Region pointing data
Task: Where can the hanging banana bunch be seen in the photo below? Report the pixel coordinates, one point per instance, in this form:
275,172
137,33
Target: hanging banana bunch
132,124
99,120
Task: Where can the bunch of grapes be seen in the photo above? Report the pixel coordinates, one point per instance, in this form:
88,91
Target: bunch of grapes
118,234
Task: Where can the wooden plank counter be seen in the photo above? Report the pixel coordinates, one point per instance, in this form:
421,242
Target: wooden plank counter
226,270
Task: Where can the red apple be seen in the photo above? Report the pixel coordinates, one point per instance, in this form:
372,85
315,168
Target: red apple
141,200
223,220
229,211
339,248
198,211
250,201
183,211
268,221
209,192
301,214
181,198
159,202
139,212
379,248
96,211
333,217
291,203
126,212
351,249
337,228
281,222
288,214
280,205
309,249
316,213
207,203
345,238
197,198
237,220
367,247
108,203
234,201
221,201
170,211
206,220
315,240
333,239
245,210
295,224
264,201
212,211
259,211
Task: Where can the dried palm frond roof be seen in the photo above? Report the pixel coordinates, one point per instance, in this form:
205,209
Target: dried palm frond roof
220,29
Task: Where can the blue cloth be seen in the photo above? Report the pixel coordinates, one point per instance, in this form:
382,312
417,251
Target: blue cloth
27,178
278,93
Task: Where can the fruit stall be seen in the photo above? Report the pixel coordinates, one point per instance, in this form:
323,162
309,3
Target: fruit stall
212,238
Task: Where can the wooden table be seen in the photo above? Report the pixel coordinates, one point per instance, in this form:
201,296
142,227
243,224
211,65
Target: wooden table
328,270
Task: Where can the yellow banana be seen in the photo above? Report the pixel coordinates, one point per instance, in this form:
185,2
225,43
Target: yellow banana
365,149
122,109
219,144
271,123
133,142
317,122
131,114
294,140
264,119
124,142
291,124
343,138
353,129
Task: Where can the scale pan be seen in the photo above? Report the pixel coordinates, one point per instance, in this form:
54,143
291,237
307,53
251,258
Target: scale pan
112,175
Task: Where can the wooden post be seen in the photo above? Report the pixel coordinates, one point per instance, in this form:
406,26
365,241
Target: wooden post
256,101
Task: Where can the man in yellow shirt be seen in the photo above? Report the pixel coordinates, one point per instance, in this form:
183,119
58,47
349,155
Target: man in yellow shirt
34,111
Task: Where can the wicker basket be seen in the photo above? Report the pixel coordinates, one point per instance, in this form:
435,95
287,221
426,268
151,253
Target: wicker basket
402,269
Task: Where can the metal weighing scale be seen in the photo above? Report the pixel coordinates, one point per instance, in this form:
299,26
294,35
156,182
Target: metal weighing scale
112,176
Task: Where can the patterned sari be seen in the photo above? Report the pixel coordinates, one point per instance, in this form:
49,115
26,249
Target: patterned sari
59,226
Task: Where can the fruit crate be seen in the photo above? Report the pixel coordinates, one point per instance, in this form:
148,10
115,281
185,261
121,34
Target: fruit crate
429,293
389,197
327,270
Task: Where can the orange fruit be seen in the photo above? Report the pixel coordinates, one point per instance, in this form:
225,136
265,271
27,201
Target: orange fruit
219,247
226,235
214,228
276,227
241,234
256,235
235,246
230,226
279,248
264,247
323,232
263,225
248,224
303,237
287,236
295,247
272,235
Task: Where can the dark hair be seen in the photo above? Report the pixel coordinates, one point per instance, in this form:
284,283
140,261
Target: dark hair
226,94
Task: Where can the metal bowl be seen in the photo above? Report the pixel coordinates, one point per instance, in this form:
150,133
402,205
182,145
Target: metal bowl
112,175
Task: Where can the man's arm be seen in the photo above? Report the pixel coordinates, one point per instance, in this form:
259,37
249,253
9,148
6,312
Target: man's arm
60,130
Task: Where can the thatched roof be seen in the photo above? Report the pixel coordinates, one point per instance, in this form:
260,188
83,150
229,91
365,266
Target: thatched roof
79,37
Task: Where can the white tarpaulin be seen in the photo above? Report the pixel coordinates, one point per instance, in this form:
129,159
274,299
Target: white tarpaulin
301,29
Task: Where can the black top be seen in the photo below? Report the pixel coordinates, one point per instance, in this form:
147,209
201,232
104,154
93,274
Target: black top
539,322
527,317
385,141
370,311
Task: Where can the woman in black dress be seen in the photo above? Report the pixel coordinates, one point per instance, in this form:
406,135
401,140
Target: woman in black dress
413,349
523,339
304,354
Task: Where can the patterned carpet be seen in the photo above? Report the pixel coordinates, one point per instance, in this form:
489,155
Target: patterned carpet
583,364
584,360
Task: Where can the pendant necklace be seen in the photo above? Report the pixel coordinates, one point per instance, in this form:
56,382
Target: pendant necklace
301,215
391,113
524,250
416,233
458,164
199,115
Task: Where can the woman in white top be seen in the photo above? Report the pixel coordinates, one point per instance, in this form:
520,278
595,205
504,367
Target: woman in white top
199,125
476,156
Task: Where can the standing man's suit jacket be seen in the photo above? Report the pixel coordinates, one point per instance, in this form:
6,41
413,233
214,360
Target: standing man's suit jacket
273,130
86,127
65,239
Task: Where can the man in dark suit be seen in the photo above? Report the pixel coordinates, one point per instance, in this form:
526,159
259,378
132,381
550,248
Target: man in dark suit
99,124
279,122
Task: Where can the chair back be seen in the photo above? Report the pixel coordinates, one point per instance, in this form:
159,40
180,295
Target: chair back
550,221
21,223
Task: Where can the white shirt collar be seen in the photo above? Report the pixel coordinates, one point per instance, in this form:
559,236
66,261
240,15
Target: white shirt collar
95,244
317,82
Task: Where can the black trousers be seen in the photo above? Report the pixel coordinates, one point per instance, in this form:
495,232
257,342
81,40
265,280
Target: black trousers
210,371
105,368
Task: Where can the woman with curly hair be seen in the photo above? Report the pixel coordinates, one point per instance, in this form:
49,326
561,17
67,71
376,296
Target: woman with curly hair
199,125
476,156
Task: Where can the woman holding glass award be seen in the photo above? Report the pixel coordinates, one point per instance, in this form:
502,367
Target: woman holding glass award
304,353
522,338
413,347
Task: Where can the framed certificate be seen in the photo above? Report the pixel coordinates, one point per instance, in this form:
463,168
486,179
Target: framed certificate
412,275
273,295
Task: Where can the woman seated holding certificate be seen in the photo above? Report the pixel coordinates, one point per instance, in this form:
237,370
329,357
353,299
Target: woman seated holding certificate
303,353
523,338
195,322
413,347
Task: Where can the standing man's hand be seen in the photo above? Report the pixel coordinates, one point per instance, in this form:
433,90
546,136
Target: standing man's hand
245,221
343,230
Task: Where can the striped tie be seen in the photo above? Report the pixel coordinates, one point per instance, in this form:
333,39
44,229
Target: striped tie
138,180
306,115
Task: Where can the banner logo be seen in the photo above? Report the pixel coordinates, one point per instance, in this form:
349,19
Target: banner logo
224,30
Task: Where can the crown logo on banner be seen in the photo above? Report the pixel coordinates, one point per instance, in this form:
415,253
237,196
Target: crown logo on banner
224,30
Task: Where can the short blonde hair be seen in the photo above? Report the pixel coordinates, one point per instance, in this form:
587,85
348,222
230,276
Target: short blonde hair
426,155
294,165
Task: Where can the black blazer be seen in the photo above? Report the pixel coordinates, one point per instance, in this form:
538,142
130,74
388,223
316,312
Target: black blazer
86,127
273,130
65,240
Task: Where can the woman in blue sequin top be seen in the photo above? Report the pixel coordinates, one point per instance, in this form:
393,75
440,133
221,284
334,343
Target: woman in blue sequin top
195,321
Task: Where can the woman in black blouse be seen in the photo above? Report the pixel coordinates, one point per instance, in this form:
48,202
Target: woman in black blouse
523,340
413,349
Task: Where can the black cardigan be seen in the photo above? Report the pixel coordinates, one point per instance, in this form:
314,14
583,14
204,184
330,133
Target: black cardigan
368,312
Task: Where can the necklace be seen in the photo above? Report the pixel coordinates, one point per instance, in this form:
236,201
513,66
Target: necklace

» **AIM OF THE EXERCISE**
Where a line of the data includes the string "below", list that line.

» **TASK RESPONSE**
Task: Where can the hanging banana bunch be seen in the photo below? Report the pixel coordinates, one point per instance, in this form:
Task: Where can the black top be seen in the photo below? Report the pixel coordinates, one point per instance, in this form:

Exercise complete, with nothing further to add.